* START PROVIDED ENTRIES *
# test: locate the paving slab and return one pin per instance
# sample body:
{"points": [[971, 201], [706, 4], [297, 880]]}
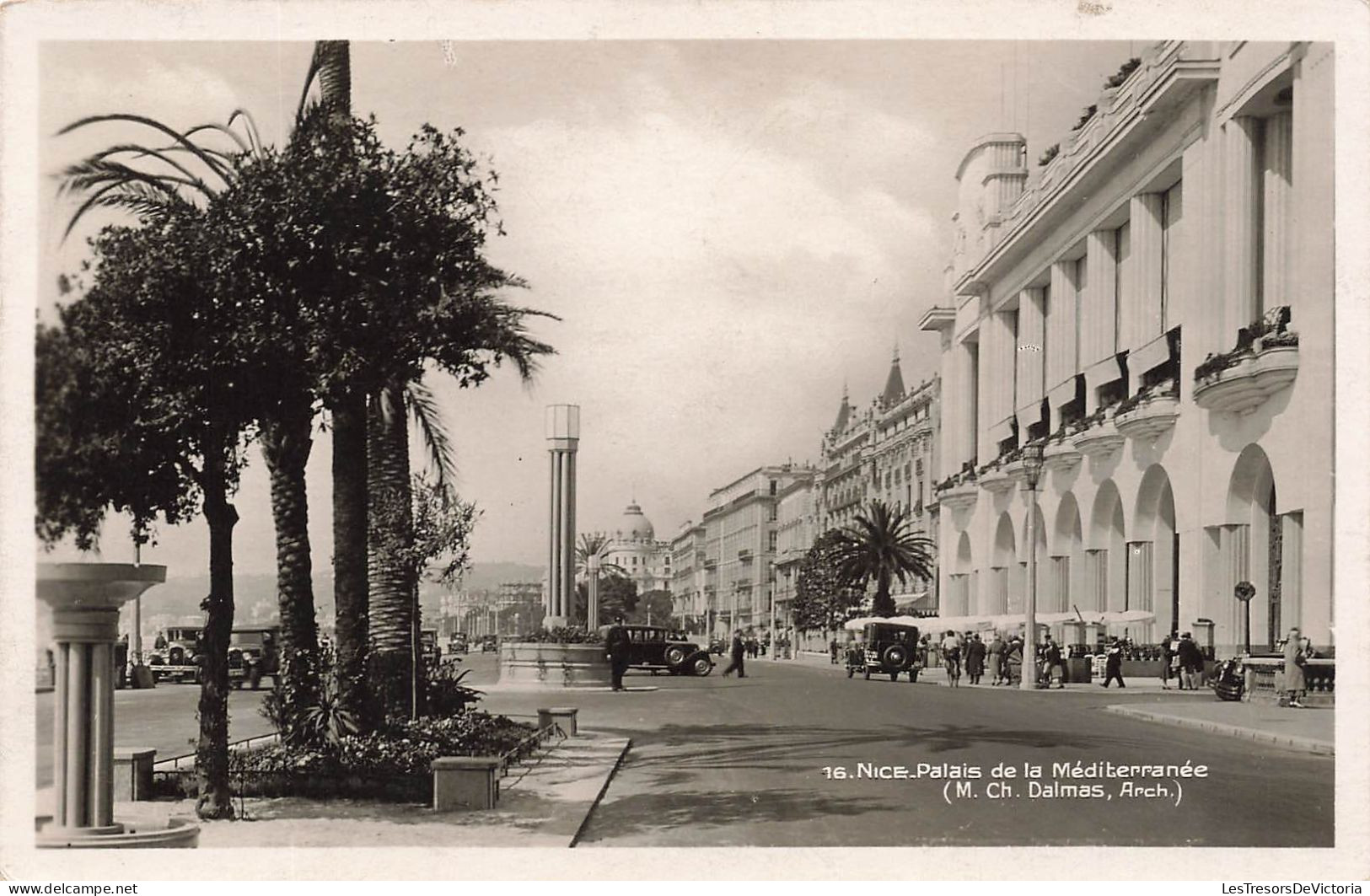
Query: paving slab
{"points": [[1308, 729], [544, 803]]}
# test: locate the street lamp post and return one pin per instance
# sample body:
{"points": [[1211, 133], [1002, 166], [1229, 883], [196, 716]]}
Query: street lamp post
{"points": [[1032, 469]]}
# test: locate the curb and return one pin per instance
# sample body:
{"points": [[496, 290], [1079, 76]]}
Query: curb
{"points": [[599, 797], [1288, 742]]}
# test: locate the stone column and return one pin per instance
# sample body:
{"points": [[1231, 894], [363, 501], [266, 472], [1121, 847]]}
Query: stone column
{"points": [[1276, 207], [1143, 314], [1096, 311], [1240, 212], [1061, 325], [563, 431]]}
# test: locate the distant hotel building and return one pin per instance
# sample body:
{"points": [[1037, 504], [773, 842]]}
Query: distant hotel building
{"points": [[728, 581], [1155, 302], [885, 453]]}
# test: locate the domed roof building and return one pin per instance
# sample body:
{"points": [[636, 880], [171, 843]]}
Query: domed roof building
{"points": [[633, 547]]}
* END PROVIDED ENTRIES *
GIVEN PROBLEM:
Rewrite these lines with every "pin" replaced by "marker", keeping everything else unchanged. Omit the pictures.

RESULT OF THIS TASK:
# test: locate the paving slab and return one marker per instance
# sample body:
{"points": [[971, 201], [706, 4], [297, 880]]}
Query: paving slab
{"points": [[1308, 729], [544, 803]]}
# test: locate the street lamp post and return one marker per instance
# sample body:
{"points": [[1211, 133], [1002, 166], [1229, 883], [196, 716]]}
Query: street lamp post
{"points": [[1032, 469]]}
# test: locate the curb and return one marker per instance
# sample body:
{"points": [[496, 290], [1079, 76]]}
Query: curb
{"points": [[599, 797], [1288, 742]]}
# test: locate the stone column and return one marker per instance
# sample body:
{"points": [[1231, 894], [363, 501], [266, 472], [1121, 847]]}
Query: stone column
{"points": [[1276, 207], [1143, 314], [1096, 311], [1240, 212], [1061, 325], [563, 431]]}
# test: locate the distant hotel building and return one marker per instance
# sample body:
{"points": [[1037, 504], [773, 842]]}
Query: distant hotel building
{"points": [[728, 581], [1155, 302], [885, 453]]}
# test: locate the domed roof building and return one marker per instance
# sample body:
{"points": [[636, 880], [171, 843]]}
Query: domed roof building
{"points": [[633, 547]]}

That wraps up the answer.